■ Your goal ■
Starting from the line that holds "# point at: hat", print each remaining line of the entries exactly, ending with the last.

Data items:

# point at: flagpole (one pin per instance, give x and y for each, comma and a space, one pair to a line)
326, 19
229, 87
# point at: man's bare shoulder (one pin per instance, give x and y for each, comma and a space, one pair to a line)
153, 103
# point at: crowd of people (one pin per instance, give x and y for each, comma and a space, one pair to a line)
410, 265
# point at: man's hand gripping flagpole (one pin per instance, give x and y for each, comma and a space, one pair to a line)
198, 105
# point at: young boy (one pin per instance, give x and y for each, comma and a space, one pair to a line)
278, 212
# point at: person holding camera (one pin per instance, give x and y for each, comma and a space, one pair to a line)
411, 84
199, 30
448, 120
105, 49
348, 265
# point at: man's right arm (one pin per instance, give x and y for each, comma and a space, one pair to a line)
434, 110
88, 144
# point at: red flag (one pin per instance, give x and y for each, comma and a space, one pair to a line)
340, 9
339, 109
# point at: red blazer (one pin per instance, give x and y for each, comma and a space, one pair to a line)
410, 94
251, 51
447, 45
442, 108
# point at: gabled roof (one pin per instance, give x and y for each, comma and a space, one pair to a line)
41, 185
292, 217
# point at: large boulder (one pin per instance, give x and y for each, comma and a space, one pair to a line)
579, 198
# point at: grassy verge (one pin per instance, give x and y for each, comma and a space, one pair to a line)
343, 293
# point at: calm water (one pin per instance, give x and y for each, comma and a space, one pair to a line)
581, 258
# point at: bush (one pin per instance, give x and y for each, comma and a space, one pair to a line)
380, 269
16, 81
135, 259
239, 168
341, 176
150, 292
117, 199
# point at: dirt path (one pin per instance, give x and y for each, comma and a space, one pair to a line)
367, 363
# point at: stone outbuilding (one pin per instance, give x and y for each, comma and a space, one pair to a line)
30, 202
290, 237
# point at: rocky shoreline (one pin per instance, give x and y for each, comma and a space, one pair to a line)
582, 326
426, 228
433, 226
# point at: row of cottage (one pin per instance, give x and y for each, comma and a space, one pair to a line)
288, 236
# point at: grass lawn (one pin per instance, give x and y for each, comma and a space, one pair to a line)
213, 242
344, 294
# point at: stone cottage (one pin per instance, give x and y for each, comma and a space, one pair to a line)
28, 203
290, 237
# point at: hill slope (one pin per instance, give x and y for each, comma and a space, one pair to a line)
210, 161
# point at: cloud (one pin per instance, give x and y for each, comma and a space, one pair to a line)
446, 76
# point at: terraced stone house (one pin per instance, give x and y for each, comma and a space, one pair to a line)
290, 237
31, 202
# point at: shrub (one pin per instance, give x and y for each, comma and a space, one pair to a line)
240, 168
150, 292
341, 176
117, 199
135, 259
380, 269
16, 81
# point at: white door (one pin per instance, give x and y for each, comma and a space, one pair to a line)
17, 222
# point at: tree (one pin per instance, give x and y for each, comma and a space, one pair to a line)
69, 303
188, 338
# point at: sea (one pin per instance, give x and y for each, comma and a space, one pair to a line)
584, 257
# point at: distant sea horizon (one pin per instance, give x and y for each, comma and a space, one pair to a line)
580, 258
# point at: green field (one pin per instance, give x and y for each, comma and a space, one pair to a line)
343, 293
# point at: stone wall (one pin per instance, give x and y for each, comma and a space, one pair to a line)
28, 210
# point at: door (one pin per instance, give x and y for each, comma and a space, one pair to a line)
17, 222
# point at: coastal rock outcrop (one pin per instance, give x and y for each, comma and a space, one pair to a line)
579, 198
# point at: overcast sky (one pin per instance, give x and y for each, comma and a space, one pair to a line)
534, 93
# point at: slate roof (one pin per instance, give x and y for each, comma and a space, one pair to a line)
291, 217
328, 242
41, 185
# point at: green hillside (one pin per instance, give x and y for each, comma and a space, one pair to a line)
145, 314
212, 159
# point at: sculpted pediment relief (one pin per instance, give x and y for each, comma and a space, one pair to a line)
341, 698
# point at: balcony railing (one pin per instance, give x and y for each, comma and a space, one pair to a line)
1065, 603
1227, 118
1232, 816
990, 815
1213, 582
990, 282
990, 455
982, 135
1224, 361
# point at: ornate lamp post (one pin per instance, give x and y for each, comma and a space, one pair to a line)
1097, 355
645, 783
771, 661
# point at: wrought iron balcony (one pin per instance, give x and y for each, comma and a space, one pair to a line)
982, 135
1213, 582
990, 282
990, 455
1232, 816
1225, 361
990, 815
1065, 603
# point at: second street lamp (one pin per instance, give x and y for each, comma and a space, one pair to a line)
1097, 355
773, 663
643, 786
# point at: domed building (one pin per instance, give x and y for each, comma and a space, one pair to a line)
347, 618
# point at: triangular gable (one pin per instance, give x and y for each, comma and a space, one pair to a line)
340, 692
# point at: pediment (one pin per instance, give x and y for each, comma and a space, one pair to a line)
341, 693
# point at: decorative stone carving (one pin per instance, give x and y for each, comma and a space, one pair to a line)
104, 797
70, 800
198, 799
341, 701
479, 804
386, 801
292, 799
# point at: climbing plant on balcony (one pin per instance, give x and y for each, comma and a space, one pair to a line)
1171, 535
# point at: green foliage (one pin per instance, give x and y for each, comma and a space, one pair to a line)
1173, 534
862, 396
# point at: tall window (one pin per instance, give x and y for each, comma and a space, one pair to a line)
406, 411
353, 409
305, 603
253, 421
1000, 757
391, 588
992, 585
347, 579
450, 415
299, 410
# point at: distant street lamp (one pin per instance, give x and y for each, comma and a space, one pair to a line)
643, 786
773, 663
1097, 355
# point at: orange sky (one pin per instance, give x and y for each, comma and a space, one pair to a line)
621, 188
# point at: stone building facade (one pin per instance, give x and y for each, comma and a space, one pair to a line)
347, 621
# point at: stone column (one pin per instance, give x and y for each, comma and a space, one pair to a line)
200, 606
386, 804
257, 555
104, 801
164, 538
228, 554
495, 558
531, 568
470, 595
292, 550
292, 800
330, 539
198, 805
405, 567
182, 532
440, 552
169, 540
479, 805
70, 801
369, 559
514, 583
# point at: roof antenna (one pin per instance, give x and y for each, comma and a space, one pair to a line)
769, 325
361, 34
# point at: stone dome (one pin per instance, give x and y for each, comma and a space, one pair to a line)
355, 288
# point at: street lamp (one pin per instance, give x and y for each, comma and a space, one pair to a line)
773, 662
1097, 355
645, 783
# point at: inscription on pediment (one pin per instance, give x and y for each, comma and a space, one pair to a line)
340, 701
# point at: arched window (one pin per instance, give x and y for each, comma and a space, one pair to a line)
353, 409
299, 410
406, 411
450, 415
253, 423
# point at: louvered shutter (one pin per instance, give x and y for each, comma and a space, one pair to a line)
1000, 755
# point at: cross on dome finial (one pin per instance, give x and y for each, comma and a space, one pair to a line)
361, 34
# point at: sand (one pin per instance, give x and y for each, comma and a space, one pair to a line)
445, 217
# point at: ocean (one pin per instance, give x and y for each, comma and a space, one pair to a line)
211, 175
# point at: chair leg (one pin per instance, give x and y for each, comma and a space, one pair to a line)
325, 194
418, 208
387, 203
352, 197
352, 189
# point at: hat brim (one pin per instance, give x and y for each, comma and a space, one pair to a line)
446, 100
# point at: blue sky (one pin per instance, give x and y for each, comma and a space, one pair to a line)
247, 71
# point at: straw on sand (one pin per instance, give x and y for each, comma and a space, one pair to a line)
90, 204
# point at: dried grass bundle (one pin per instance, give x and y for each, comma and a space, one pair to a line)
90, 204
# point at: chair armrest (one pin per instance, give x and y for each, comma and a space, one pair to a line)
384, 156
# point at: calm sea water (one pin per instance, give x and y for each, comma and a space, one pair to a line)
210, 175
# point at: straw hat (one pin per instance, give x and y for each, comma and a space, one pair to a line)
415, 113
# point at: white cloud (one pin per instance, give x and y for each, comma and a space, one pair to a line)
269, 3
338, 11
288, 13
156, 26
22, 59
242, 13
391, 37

■ Completed task ■
# point at: hat brim (one pin per instance, give x and y for each, comma and a space, one pair to a line)
446, 100
# point at: blue sky (one pin per instance, give x and y for each, comma and a space, one pair to a line)
247, 71
# point at: straw on sand (one pin per instance, give x and y for each, comma and a space, one pair to a line)
90, 204
# point at: dried grass bundle (one pin per instance, give x and y for each, comma and a space, one pair to a line)
90, 204
# point at: chair armrest (one pin per instance, give x and y for each, comma and a space, one pair to a line)
384, 156
# point at: calm sea water (one pin per instance, give x and y for each, comma and a space, one pair to a line)
210, 175
# point at: straw hat (one pin per instance, give x and y for each, comma and a space, one pair to a line)
415, 113
# point at: white cloud (one pin per instance, give x and y for each, comma and a space, one pair to a line)
269, 3
338, 11
288, 13
156, 26
22, 59
242, 13
391, 37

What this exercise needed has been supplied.